▸ PROVIDED TEXT:
**********

My UO about The Shining: I liked Shelly Duvall's Wendy and I don't understand why everyone craps on her.  Poor Wendy should have been getting the lion's share of sympathy along with Danny, and instead everyone just makes cracks about how "shrill" and "whiny" she was and how any guy would have gone nuts being married to her.  Ugh.

Unlike Jaaaaack there's never a doubt that Wendy loves Danny and do anything for him.  For all the talk about her being "weak" give her credit for how she lashes into Jack when she thinks he's the one that hurt Danny, not to mention the fact that she beans him with a baseball bat and locks him into the supply closet.  And as someone who has been known to have a meltdown over plenty of lesser things, I can hardly judge her for being hysterical when she's stuck in a abandoned haunted hotel with a near-catatonic son and a man she's come to realize is a psychopath.  Wouldn't you be in the same situation?

**********

▸ SUPPLIED DATA:

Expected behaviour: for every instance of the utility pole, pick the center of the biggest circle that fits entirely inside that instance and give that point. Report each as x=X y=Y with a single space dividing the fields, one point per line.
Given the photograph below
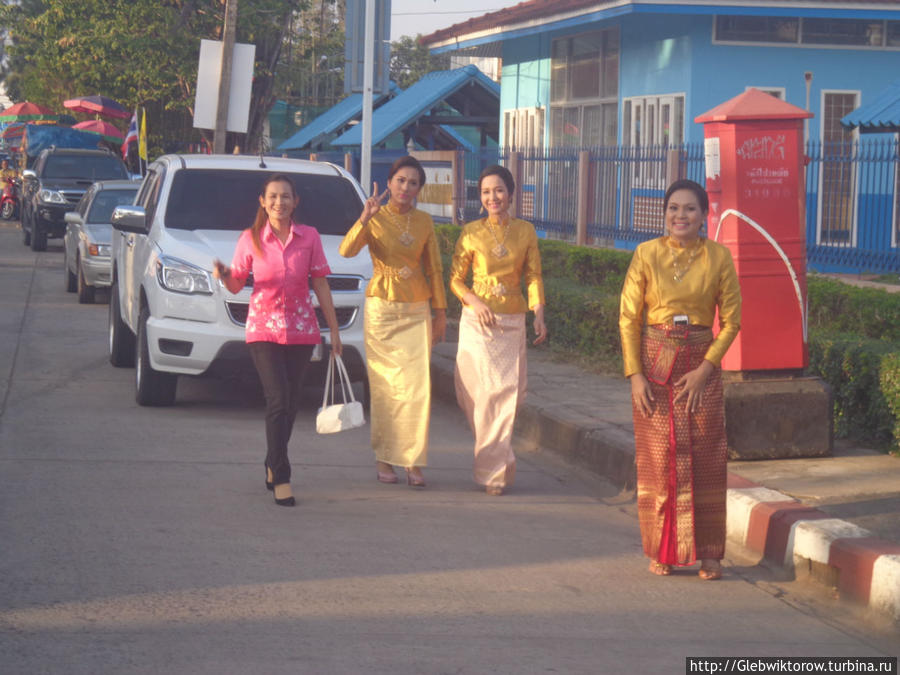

**********

▸ GIVEN INSTRUCTION: Decide whether each statement agrees with the post about The Shining above, answering yes or no and quoting the words from the post that settle it. (a) The writer believes Wendy deserved sympathy alongside Danny. (b) Wendy hits Jack with a golf club before locking him in the supply closet. (c) The writer claims never to have had a meltdown.

▸ TASK ANSWER:
(a) Yes: "Poor Wendy should have been getting the lion's share of sympathy along with Danny"
(b) No: "she beans him with a baseball bat and locks him into the supply closet"
(c) No: "as someone who has been known to have a meltdown over plenty of lesser things"